Resize the data starting with the line that contains "Target: woman's hand" and going on through the end of the data. Reproduce every line, requests included, but multiply each coordinate in the answers by 1.6, round to whole numbers with halves rounded up, and leave the pictures out.

## Data shown
§
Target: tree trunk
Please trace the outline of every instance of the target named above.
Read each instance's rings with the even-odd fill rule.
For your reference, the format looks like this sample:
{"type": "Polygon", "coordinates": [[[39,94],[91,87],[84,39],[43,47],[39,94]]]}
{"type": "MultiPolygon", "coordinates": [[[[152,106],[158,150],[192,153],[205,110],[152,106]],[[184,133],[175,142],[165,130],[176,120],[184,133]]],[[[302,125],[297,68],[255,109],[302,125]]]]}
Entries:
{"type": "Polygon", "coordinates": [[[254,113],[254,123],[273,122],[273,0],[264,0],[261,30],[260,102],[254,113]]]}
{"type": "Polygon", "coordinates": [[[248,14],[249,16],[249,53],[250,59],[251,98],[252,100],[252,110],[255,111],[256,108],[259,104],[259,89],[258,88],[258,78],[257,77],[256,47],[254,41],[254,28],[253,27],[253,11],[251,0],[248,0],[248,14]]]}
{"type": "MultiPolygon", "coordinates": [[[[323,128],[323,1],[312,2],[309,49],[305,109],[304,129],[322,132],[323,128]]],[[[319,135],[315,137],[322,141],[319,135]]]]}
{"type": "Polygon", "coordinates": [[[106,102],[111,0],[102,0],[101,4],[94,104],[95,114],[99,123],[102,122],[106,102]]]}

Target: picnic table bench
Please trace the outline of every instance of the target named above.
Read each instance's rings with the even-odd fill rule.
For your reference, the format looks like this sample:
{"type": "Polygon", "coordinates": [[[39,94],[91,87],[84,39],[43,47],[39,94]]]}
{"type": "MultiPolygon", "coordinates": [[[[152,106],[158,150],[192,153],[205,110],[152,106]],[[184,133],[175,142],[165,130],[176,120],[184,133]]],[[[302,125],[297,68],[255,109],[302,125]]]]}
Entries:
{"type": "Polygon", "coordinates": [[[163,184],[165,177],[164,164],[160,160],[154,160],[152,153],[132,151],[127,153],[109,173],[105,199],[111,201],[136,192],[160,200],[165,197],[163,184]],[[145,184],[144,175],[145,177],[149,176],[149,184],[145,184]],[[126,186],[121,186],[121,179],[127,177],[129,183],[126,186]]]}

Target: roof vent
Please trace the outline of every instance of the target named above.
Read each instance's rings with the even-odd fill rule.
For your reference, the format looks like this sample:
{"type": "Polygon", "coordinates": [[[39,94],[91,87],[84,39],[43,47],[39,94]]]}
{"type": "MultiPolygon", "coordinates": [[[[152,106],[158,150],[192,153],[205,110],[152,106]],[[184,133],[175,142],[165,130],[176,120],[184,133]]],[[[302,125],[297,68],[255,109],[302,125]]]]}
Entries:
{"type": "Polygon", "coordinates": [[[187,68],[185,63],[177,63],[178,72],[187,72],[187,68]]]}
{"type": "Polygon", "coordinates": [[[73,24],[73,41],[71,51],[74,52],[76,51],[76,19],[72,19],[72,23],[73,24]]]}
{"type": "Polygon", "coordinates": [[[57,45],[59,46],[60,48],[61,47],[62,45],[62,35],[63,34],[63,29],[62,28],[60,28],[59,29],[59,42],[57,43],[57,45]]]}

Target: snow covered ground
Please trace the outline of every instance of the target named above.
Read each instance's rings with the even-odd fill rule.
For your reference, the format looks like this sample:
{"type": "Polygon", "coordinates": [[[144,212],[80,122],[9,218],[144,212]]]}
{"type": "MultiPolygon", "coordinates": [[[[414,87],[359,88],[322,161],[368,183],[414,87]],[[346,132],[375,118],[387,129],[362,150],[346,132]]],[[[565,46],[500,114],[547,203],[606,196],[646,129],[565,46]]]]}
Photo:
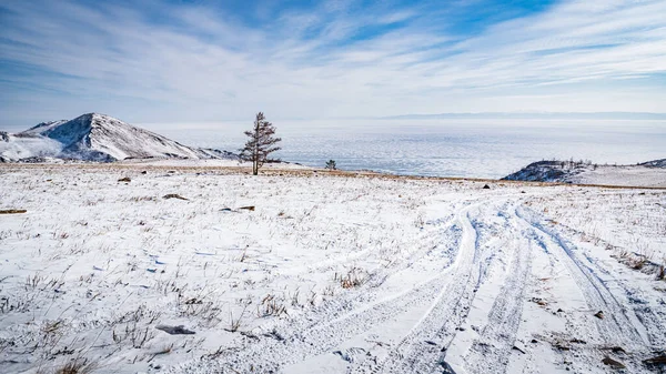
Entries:
{"type": "Polygon", "coordinates": [[[663,190],[180,166],[0,165],[2,372],[664,372],[663,190]]]}

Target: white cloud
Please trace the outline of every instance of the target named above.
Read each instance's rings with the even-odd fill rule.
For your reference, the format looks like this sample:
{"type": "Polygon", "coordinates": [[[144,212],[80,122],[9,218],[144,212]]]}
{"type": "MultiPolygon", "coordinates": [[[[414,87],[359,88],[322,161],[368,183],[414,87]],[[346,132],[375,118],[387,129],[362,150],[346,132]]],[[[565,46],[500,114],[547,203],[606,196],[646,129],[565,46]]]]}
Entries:
{"type": "Polygon", "coordinates": [[[6,78],[3,90],[14,91],[0,109],[13,114],[0,125],[11,115],[52,120],[93,110],[168,121],[258,110],[273,118],[664,111],[666,102],[666,1],[566,1],[467,39],[411,22],[415,10],[357,13],[349,3],[285,13],[263,28],[201,7],[155,8],[164,23],[111,6],[6,7],[14,13],[2,58],[52,73],[6,78]],[[349,41],[394,22],[402,23],[349,41]]]}

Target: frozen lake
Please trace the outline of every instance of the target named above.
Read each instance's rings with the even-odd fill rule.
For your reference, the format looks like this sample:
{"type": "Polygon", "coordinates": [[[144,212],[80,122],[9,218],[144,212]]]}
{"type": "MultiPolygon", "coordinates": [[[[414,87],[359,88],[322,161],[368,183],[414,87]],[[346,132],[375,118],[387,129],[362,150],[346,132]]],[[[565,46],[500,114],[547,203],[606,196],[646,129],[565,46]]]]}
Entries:
{"type": "MultiPolygon", "coordinates": [[[[270,119],[270,118],[269,118],[270,119]]],[[[533,161],[632,164],[666,158],[666,121],[340,120],[273,121],[282,160],[396,174],[502,178],[533,161]]],[[[251,121],[139,123],[188,145],[238,151],[251,121]]]]}

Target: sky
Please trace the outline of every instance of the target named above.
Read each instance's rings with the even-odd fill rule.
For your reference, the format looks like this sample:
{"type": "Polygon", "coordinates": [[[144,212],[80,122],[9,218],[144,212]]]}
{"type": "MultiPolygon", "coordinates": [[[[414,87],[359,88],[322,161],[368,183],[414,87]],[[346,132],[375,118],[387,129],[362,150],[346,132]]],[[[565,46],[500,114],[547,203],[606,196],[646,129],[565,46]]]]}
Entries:
{"type": "Polygon", "coordinates": [[[666,0],[3,0],[0,129],[666,112],[666,0]]]}

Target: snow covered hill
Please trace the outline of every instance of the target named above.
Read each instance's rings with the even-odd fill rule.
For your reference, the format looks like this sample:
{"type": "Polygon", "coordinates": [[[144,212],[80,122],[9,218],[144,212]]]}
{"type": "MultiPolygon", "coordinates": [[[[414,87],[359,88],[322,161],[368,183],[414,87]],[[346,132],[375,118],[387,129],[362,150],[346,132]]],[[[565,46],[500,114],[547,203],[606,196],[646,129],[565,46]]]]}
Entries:
{"type": "Polygon", "coordinates": [[[193,149],[109,115],[88,113],[2,134],[4,161],[58,158],[111,162],[125,159],[224,159],[233,154],[193,149]]]}
{"type": "Polygon", "coordinates": [[[538,161],[503,180],[606,184],[626,186],[666,186],[666,159],[636,165],[598,165],[582,161],[538,161]]]}
{"type": "Polygon", "coordinates": [[[666,191],[152,162],[0,164],[1,373],[666,368],[666,191]]]}

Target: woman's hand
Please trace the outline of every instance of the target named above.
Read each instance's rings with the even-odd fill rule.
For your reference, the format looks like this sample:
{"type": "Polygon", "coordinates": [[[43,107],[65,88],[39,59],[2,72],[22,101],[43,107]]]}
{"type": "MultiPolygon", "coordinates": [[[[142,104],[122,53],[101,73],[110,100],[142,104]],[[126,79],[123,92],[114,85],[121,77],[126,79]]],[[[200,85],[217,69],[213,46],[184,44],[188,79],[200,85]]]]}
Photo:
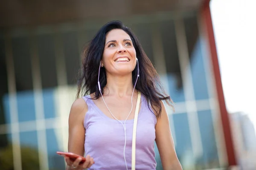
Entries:
{"type": "Polygon", "coordinates": [[[91,158],[89,155],[85,157],[85,162],[82,164],[79,164],[80,162],[82,160],[81,158],[78,158],[74,162],[71,161],[68,157],[65,157],[65,161],[69,167],[68,170],[81,170],[90,167],[94,163],[93,159],[91,158]]]}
§
## Written solution
Target: woman's hand
Please trace the outline of every instance of the target named above.
Read each instance's rings with the even-odd fill rule.
For your reference, the format looks like this sample:
{"type": "Polygon", "coordinates": [[[43,107],[65,88],[39,59],[2,72],[22,101],[43,107]]]}
{"type": "MultiPolygon", "coordinates": [[[[142,104],[122,53],[101,73],[110,100],[142,104]],[[126,79],[123,92],[114,85],[121,77],[126,79]]],[[[200,85],[217,69],[213,46],[184,44],[188,79],[200,85]]]]}
Photo:
Entries:
{"type": "Polygon", "coordinates": [[[146,253],[142,248],[136,251],[136,259],[131,262],[126,262],[128,259],[131,256],[130,253],[125,253],[118,259],[114,258],[109,251],[104,251],[104,258],[110,267],[109,272],[130,272],[144,267],[150,261],[149,254],[146,253]]]}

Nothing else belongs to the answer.